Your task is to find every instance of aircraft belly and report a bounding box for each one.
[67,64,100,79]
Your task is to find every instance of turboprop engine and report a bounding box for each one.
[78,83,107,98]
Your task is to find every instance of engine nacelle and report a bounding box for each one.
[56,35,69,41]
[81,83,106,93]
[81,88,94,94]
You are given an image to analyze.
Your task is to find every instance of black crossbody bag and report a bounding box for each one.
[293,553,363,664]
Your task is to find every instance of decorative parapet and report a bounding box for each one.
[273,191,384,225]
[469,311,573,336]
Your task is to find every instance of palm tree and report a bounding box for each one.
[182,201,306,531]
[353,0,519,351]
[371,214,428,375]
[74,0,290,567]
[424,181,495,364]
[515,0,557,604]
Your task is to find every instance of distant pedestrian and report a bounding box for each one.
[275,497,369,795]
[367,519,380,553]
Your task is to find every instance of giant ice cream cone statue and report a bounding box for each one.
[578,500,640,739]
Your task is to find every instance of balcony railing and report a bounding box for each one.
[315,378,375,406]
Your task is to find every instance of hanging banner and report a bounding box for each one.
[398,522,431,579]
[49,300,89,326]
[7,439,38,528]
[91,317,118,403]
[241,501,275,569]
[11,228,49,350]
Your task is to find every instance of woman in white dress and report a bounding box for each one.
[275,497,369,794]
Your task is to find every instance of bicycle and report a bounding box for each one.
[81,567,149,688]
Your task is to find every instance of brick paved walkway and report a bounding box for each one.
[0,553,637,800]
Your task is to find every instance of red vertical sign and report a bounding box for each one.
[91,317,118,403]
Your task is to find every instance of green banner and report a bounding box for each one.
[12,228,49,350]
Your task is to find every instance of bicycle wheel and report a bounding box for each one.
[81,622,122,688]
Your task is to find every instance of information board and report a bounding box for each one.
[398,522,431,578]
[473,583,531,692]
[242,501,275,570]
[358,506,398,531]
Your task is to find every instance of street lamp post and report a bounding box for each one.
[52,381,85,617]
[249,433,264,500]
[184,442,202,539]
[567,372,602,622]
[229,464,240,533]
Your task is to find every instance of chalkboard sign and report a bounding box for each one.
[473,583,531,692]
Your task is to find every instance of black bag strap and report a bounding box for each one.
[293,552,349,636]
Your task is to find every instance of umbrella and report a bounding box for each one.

__________________________________________________

#### Problem details
Copy out only the lines from the one containing "Your task is to find every instance of green" through the last line, replacing "street lamp post" with "lamppost" and leaving everything else unchanged.

#### Response to this task
Your task is to find every instance of green banner and report a bounding box for each one.
[12,228,49,350]
Your task is to find every instance of bicycle wheel and report a bounding box for each one.
[81,622,122,688]
Your task is to find every instance of information board and report a bounding box for each one.
[398,522,431,578]
[473,583,531,692]
[242,501,275,570]
[358,506,398,531]
Your task is to find every instance of lamppost and report a bounding box for each one.
[52,381,85,617]
[249,433,264,500]
[184,442,202,539]
[567,372,602,622]
[229,464,240,533]
Your task is to find every instance of chalkboard sign and report a bounding box for each one.
[473,583,531,692]
Your task is to find every instance of black bag strap and report a bounding box for each one.
[293,552,349,636]
Your task is to find every instance of umbrella and report a bounding box for each one.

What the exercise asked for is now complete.